#### [Directions]
Convert every item below into a JSON list of strings, one string per line, with blank lines omitted.

── Items

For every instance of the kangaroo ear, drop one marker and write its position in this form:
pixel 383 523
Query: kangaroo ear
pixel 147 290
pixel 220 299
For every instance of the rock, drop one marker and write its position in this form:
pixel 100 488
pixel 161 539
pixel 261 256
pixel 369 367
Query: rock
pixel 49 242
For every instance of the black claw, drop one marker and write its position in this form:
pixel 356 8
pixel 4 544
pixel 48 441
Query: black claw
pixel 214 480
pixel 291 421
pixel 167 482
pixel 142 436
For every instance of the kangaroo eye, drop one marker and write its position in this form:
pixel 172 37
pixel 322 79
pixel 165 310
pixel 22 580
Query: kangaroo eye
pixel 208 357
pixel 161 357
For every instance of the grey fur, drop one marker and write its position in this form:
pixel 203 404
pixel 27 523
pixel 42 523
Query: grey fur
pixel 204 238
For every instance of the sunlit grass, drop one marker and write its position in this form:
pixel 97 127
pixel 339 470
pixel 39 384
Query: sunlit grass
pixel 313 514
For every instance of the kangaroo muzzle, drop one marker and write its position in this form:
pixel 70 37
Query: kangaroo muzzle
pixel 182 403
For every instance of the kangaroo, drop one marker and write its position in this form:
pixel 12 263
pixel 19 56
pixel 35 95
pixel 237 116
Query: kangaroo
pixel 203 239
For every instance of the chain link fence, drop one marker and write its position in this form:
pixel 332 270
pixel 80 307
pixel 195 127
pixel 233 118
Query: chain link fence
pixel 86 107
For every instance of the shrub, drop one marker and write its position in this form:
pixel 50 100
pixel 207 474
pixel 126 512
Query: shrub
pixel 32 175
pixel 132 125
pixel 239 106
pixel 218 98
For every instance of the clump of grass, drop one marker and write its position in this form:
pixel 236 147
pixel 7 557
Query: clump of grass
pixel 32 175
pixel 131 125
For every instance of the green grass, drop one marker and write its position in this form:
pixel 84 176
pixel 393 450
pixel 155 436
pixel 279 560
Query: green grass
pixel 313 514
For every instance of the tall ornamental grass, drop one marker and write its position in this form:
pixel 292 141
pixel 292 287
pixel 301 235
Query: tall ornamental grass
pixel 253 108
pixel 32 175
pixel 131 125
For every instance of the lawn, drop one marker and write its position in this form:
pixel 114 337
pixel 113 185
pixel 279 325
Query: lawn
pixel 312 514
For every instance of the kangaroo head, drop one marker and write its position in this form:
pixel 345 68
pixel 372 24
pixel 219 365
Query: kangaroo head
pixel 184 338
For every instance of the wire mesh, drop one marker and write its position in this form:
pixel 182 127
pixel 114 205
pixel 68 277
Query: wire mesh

────

#### [Exercise result]
[
  "For every instance of the kangaroo ear, drop one marker and write its position in this form:",
  "pixel 383 523",
  "Query: kangaroo ear",
  "pixel 147 290",
  "pixel 220 299",
  "For every instance of the rock, drop one marker and write its position in this form:",
  "pixel 100 488",
  "pixel 161 539",
  "pixel 261 256",
  "pixel 369 367",
  "Query: rock",
  "pixel 49 242",
  "For every instance of the black claw, drop one marker and write its position in this form:",
  "pixel 356 8",
  "pixel 4 544",
  "pixel 48 441",
  "Query: black claw",
  "pixel 214 480",
  "pixel 291 421",
  "pixel 167 482",
  "pixel 142 436",
  "For every instance of the kangaroo eye, drop one marker and write its position in this form:",
  "pixel 172 37",
  "pixel 322 79",
  "pixel 165 310",
  "pixel 22 580",
  "Query: kangaroo eye",
  "pixel 208 357",
  "pixel 161 357",
  "For every instance of the grey fur, drop one marker and write its position in this form:",
  "pixel 203 404",
  "pixel 27 523",
  "pixel 42 523",
  "Query: grey fur",
  "pixel 204 238",
  "For every instance of the sunlit grass, drop one marker and write its position in this form:",
  "pixel 97 127",
  "pixel 339 470",
  "pixel 39 384",
  "Query: sunlit grass",
  "pixel 313 514",
  "For every instance of the kangaroo muzzle, drop one marker and write its position in this form:",
  "pixel 70 37",
  "Query: kangaroo muzzle",
  "pixel 182 403",
  "For every instance of the kangaroo, drop one marker and write its position in this form:",
  "pixel 12 263",
  "pixel 19 56",
  "pixel 35 95",
  "pixel 237 116",
  "Query: kangaroo",
  "pixel 203 239",
  "For every instance of the chain link fence, drop one marker and write its position in this form:",
  "pixel 332 270",
  "pixel 80 307",
  "pixel 195 127",
  "pixel 233 118",
  "Query: chain link fence",
  "pixel 86 107",
  "For every instance of the shrub, drop one marker and write its position in this form:",
  "pixel 50 100",
  "pixel 207 474",
  "pixel 126 512",
  "Query: shrub",
  "pixel 32 175",
  "pixel 132 125",
  "pixel 239 106",
  "pixel 218 98",
  "For every instance of the clump of grass, drop one marker and write its position in this form:",
  "pixel 236 147",
  "pixel 7 557",
  "Query: clump of grass",
  "pixel 32 175",
  "pixel 131 125",
  "For every instance of the green grass, drop one marker and write its position in this form:",
  "pixel 84 176",
  "pixel 393 450",
  "pixel 155 436",
  "pixel 279 560",
  "Query: green grass",
  "pixel 313 514",
  "For every instance of the tall ornamental grass, drop one marker and write its position in this form:",
  "pixel 292 141",
  "pixel 292 287",
  "pixel 301 235",
  "Query: tall ornamental grass",
  "pixel 253 108",
  "pixel 32 175",
  "pixel 131 125",
  "For every instance of the lawn, drop one marker and write its position in this form:",
  "pixel 114 337",
  "pixel 113 185",
  "pixel 279 325",
  "Query: lawn",
  "pixel 312 514",
  "For every instance of the kangaroo head, drop one marker and write its position in this form:",
  "pixel 345 68",
  "pixel 372 24",
  "pixel 219 365",
  "Query: kangaroo head",
  "pixel 184 338",
  "For every instance of the wire mesh, drop one marker and write its position in this form:",
  "pixel 182 127",
  "pixel 114 205",
  "pixel 68 277",
  "Query: wire mesh"
]